Exercise prompt
Go through the entries below and print, exactly, the lines starting at the one with "target: person in blue jacket" and ending at the one with "instruction: provide the mask of every instance of the person", keeping both ends and no others.

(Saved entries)
__________________________________________________
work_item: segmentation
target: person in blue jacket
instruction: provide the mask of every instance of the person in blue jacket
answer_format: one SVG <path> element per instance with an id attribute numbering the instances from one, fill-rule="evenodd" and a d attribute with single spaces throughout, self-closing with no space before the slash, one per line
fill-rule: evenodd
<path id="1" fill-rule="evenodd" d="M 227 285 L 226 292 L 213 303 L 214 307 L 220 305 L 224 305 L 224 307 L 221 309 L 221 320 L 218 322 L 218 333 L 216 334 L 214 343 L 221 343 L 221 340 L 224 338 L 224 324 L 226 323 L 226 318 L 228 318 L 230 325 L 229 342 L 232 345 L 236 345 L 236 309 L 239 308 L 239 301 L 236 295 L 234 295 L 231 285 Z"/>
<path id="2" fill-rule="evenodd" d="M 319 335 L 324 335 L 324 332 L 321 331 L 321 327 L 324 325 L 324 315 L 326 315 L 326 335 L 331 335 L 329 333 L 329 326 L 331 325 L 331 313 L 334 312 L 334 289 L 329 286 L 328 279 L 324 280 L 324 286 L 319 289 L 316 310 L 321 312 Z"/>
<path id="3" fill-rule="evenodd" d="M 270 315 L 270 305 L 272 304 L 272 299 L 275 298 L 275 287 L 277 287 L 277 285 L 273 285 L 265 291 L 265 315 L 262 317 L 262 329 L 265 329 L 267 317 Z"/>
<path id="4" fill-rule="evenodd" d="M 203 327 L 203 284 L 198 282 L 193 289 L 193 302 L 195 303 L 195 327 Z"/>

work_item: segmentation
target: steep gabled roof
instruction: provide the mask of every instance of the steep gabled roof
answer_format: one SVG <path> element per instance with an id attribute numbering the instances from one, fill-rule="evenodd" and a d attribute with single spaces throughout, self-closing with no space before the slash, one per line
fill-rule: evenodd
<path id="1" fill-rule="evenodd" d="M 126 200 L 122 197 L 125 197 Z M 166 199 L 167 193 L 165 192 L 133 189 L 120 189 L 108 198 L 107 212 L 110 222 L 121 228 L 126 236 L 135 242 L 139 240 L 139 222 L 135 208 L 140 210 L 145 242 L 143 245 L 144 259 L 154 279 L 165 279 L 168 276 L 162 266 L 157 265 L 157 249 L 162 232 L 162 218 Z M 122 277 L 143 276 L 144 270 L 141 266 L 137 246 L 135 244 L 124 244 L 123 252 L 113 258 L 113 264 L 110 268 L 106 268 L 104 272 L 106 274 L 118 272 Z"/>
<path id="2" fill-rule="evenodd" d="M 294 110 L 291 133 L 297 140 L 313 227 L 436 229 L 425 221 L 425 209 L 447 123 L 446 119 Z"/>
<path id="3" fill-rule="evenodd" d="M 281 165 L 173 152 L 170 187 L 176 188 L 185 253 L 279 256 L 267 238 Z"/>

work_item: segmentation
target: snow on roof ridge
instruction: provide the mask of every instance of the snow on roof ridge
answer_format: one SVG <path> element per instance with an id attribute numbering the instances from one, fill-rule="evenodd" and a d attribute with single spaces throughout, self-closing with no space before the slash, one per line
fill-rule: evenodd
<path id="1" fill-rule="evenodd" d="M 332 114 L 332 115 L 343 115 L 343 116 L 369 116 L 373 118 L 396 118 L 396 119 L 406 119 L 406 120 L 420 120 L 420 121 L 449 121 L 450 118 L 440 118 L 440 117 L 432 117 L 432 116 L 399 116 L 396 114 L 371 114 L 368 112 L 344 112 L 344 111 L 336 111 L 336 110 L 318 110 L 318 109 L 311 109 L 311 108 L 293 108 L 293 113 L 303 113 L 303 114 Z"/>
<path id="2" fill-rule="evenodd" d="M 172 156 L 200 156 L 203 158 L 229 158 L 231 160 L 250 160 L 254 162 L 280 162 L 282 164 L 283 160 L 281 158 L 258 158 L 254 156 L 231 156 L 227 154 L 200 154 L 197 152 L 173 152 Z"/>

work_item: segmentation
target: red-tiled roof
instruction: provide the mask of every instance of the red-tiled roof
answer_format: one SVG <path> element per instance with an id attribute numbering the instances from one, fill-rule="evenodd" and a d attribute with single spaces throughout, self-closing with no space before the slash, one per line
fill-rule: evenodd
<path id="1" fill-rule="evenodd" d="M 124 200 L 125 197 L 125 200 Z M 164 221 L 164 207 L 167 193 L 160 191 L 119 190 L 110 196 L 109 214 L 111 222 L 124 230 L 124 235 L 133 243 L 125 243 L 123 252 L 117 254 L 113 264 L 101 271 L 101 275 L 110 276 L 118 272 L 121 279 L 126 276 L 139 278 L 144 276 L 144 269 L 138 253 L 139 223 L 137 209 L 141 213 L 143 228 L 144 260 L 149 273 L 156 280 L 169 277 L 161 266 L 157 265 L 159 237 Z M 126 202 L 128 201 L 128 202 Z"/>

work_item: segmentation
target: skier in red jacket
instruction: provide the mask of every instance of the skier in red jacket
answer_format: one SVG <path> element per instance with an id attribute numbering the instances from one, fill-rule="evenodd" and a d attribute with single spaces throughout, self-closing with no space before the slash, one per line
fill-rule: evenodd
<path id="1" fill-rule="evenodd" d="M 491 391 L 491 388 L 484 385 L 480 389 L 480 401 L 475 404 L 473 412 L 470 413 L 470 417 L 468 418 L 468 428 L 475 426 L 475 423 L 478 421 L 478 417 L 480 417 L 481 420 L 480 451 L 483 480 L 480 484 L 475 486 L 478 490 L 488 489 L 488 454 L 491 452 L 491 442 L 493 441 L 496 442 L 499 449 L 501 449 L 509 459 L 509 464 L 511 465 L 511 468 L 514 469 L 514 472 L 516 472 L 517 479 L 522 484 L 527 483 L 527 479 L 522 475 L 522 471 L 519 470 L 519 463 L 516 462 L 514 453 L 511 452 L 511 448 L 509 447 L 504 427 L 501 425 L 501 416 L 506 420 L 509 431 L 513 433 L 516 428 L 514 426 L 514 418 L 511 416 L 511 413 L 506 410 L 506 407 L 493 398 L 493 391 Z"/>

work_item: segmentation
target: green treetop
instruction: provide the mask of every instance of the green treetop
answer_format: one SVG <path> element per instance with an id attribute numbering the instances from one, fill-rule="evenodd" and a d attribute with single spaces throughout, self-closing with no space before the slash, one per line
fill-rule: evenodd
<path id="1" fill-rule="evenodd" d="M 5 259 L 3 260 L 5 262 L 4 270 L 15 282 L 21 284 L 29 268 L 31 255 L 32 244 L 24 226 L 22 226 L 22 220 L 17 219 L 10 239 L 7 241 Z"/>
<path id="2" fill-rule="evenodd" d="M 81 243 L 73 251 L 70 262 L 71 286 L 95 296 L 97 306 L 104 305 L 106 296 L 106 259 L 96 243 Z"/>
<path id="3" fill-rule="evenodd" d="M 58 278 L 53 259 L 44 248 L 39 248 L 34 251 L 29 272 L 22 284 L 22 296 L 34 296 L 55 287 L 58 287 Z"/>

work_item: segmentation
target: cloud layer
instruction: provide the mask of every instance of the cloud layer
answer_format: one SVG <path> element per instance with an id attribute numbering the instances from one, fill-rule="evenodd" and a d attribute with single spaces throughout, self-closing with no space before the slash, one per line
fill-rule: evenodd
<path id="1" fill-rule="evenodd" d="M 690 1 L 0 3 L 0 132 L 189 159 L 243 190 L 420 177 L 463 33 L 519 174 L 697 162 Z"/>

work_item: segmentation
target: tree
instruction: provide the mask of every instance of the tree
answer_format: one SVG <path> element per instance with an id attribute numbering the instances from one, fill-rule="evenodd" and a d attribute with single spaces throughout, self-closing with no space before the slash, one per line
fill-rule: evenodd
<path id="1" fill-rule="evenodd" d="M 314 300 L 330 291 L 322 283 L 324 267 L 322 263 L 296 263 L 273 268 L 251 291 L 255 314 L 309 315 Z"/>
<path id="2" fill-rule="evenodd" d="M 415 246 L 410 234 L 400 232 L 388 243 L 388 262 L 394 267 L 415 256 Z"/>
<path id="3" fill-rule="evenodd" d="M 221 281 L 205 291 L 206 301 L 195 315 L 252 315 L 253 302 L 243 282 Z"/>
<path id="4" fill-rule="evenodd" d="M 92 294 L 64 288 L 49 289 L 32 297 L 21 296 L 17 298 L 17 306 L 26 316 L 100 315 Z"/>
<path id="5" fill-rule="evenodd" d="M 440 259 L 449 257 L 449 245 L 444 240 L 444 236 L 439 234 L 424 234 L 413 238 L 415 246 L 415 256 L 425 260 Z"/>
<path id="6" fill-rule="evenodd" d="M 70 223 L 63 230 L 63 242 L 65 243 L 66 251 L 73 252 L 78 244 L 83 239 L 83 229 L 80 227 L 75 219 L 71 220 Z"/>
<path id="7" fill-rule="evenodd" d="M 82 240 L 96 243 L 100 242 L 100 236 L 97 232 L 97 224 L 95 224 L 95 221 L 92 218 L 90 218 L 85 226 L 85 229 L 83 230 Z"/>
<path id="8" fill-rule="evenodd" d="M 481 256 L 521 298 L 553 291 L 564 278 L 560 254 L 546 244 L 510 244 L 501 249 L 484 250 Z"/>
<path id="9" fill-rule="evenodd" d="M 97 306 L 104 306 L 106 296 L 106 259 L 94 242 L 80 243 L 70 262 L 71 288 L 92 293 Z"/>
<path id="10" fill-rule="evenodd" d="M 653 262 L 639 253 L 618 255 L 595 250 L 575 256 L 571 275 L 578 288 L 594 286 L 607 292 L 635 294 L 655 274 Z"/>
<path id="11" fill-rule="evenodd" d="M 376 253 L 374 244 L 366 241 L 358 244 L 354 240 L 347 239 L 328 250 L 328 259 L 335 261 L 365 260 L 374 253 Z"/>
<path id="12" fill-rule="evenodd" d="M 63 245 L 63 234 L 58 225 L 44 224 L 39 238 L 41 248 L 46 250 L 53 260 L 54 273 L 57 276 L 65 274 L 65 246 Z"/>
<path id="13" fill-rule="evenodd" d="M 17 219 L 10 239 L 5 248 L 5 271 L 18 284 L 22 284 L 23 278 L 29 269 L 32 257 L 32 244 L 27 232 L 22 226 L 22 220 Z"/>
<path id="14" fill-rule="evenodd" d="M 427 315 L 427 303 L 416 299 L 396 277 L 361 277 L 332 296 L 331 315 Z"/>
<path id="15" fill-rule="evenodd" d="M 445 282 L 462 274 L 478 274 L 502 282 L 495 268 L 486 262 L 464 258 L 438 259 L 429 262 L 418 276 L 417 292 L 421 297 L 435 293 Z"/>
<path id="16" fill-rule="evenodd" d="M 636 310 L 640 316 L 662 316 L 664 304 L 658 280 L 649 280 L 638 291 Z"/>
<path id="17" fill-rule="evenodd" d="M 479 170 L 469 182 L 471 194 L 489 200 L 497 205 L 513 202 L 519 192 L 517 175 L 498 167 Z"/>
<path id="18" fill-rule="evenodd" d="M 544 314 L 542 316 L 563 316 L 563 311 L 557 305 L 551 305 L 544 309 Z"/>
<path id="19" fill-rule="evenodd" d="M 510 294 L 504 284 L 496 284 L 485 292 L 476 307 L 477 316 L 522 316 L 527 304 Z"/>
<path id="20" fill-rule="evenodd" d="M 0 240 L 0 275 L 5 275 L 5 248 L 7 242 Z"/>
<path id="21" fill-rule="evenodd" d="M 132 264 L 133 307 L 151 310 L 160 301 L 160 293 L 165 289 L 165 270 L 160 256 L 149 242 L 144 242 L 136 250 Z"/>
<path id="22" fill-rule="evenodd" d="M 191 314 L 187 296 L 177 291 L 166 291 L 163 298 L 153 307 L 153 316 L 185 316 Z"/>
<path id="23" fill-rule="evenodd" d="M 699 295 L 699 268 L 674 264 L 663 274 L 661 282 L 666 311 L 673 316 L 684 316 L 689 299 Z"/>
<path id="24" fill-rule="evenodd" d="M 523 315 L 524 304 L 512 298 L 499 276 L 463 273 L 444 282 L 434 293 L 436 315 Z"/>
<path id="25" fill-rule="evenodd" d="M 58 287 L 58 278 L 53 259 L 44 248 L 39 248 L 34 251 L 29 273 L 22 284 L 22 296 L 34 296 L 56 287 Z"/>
__________________________________________________
Expected answer
target: person in blue jacket
instruction: provide the mask of every instance of the person in blue jacket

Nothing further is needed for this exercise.